> **EXERCISE AIM**: From the listing below, copy out every line where the word "house" appears.

★ ★ ★ ★

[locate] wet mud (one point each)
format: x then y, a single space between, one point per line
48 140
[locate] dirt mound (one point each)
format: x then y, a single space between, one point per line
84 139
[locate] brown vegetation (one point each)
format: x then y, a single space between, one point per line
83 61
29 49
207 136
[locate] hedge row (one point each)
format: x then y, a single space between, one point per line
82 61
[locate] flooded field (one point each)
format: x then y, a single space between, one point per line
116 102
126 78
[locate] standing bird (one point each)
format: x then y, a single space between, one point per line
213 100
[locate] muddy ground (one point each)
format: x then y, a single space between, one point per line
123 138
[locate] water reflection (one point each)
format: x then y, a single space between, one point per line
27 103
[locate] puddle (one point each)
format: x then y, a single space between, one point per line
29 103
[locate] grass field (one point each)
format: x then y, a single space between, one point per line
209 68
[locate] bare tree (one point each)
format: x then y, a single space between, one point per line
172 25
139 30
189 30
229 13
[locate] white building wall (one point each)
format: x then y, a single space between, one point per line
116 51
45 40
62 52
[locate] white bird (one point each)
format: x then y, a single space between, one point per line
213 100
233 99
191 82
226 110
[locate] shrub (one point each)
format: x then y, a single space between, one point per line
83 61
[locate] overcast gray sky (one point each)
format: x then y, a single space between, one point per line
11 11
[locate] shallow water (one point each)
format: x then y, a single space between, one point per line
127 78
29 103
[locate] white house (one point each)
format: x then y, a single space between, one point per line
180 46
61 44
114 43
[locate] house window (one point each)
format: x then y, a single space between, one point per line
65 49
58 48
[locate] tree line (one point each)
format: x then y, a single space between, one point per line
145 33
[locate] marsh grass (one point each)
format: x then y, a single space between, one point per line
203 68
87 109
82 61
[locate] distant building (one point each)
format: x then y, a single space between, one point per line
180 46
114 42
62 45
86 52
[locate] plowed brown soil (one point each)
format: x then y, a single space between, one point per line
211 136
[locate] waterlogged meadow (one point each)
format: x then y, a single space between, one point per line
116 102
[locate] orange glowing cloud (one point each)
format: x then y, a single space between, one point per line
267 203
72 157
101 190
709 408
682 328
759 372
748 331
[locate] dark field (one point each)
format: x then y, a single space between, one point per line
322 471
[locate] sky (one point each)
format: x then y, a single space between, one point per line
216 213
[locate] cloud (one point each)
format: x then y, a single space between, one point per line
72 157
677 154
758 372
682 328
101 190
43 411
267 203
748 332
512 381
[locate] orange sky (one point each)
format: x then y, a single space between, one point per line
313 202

★ ★ ★ ★

> **RESPONSE TO THIS EXERCISE**:
[locate] white house (one point each)
[locate] house window (one point each)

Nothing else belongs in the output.